• Exercise:
Write what comes next in the text on assisted dying bills in the New Zealand Parliament, picking up after its final sentence rather than anything in the listing.

___ Text section

Assisted suicide has had popular support for many decades. The two previous attempts at passing a Death with Dignity Bill failed despite widespread public support:
- In 1995, Michael Laws introduced a Death with Dignity Bill. It failed by 61 votes against and 29 for the Bill. His Bill could only become law after a binding nationwide referendum to be held at the 1996 General Election.
- Peter Brown, a list MP for New Zealand First, introduced a Death with Dignity Bill in 2003 that was defeated by 59 votes to 58 votes.
The reason political parties do not act is those who are against assisted suicide are passionately against it and will change their vote because of such a bill. Those who are for assisted suicide are unlikely to change their vote if a bill is not passed by Parliament.
Parliament will be divided into thirds
Any bill that does go for on assisted dying will divide Parliament in much the way it divides the community which is into three equally sized groups.
- One-third will be against assisted dying on moral or religious principle.
- One-third will be for it.
- One-third will be for it will be but will be riddled with doubts about the ability to draft a bill that safeguards against abuse and misadventure.

______
___ Supplied information

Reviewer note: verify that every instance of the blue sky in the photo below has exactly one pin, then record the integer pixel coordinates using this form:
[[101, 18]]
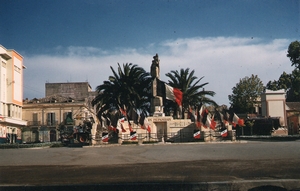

______

• Response:
Those doubts are legitimate and entitled to be satisfied before an MP votes for the bill.
Many who support euthanasia in principle have serious reservations about the ability to craft a Bill that prevents abuses. Parliaments have an interest in protecting vulnerable groups–including the poor, the elderly, and disabled persons–from abuse, neglect, and mistakes.
The sanctity of life is the first rule of law
Many people have strong views on exactly when and when not euthanasia is permissible because of their views about the sanctity of life and the risk of abuse. The recent High Court judgement on an unsuccessful application for an exception to the criminal law on assisted suicide said that:
The sanctity of human life principle underpins the criminal law relating to culpable homicide. It was said by Blackstone to be the first rule of English law.
When making an exception to the first rule of law, people want to know exactly what they are voting for and exactly what safeguards apply the proposed exceptions. A badly drafted bill may offer insufficient assurances to some MPs about preventing abuse and ensuring people who are depressed are not offered options that are not in their best interests.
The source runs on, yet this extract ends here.